-- Text under study --
◇ ◇ ◇
BioElectrochemical LIthium rEcoVEry (BELIEVE)

Lead Research Organisation: University of Surrey
Department Name: Microbial & Cellular Sciences

Abstract

There is an increasing demand for Li-ion batteries (LiB) in portable electronic devices and energy storage in stationary applications and electric vehicles. Lithium (Li) is a high-tech metal found only in a few locations worldwide, and its extraction is costly, energy-demanding and pollutes the environment. The demand for batteries has resulted in an ever-increasing amount of used and spent LiB, containing large amounts of Li. Current Li recovery and recycling methods are complex, expensive, and environmentally damaging, so it is necessary to develop efficient alternative methods.

Biotechnology-based methods for recovering metals represent a promising approach to integrating and/or replacing current technologies. Those methods use the metabolic capabilities of microorganisms to carry out processes typically done using physicochemical approaches. One such bio-based strategy is the exploitation of the ability of some microbial species to transfer electrons to solid external electron acceptors, such as metals or electrodes, an approach known as microbial electrochemical technology. This project aims to design and optimise a bioelectrochemical system (BES) to recover high purity Li.

In BESs such as microbial fuel cells (MFCs), electrical energy is produced from the microbial degradation in the anode of organic compounds (e.g., wastewaters). Microorganisms degrade nutrients and transfer electrons to the anode; the electrons circulate to the cathode, generating an electric current. In the cathode, the electrons are used to reduce an electron acceptor (e.g., metals). When the cathode is colonised by microorganism able to transfer the electrons to Li, high purity recyclable Li can be recovered from waste streams.
◇ ◇ ◇
-- Excerpted records --
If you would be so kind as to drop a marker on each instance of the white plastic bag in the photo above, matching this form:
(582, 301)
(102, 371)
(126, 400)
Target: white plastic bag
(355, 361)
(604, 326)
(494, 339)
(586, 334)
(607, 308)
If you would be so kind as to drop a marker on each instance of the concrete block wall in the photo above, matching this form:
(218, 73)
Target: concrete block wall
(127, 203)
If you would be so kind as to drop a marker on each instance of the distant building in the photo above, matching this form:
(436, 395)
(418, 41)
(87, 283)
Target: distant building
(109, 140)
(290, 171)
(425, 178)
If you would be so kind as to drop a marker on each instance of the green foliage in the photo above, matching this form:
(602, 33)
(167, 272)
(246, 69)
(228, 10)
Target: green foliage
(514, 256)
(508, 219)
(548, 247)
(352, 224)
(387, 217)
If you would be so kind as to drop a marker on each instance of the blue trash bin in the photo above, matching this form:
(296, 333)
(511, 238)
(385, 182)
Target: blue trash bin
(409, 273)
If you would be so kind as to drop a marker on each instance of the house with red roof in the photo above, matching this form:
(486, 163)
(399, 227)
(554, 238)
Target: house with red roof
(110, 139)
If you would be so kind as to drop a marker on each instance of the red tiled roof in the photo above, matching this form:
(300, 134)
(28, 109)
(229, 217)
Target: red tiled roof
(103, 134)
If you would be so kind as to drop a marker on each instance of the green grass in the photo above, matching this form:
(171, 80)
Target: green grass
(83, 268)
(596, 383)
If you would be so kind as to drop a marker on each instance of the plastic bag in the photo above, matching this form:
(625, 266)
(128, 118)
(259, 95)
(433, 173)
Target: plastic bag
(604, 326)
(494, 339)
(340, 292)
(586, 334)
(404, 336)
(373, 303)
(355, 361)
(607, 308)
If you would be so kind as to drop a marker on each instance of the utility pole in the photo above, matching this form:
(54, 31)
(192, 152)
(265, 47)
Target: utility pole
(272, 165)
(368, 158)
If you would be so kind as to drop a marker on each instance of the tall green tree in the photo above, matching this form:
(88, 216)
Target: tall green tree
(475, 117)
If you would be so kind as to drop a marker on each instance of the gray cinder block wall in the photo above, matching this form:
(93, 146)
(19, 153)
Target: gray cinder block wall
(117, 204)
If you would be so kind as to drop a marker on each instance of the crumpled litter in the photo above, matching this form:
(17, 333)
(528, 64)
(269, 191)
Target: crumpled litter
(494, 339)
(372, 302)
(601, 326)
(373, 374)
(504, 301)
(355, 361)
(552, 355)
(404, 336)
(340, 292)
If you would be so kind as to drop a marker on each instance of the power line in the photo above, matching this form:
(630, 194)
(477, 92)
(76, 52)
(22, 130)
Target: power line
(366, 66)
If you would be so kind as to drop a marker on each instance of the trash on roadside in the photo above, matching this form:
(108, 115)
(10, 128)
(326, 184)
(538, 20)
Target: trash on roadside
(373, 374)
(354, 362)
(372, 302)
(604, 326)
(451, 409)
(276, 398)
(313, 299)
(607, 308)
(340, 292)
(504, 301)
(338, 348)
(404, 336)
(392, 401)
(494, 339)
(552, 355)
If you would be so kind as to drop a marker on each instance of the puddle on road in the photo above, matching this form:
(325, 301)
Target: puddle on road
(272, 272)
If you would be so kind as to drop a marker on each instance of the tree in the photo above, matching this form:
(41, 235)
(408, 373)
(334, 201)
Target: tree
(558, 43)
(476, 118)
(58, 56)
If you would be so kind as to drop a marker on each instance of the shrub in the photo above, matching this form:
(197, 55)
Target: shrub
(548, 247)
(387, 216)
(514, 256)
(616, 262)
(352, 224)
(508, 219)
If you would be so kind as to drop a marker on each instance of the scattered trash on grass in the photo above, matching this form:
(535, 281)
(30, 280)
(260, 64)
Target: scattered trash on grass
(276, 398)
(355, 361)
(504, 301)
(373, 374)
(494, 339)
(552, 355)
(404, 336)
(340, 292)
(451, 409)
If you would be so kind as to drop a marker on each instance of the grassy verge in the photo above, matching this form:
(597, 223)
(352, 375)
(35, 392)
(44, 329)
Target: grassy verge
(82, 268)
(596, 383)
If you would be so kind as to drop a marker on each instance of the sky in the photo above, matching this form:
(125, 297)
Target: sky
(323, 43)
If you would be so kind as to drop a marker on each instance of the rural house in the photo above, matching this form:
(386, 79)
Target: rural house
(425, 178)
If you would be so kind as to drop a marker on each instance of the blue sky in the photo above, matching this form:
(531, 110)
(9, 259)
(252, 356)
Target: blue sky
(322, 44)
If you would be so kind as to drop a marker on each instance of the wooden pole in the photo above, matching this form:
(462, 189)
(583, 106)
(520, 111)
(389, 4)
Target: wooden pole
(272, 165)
◇ ◇ ◇
-- Tasks to carry out --
a - According to the project description, what does the project aim to design and optimize?
b - Write out everything in the project description from "In BESs such" down to "from waste streams.", substituting "electrical current" for "electric current".

-- Responses by task --
a - A bioelectrochemical system (BES) to recover high purity Li.

b -
In BESs such as microbial fuel cells (MFCs), electrical energy is produced from the microbial degradation in the anode of organic compounds (e.g., wastewaters). Microorganisms degrade nutrients and transfer electrons to the anode; the electrons circulate to the cathode, generating an electrical current. In the cathode, the electrons are used to reduce an electron acceptor (e.g., metals). When the cathode is colonised by microorganism able to transfer the electrons to Li, high purity recyclable Li can be recovered from waste streams.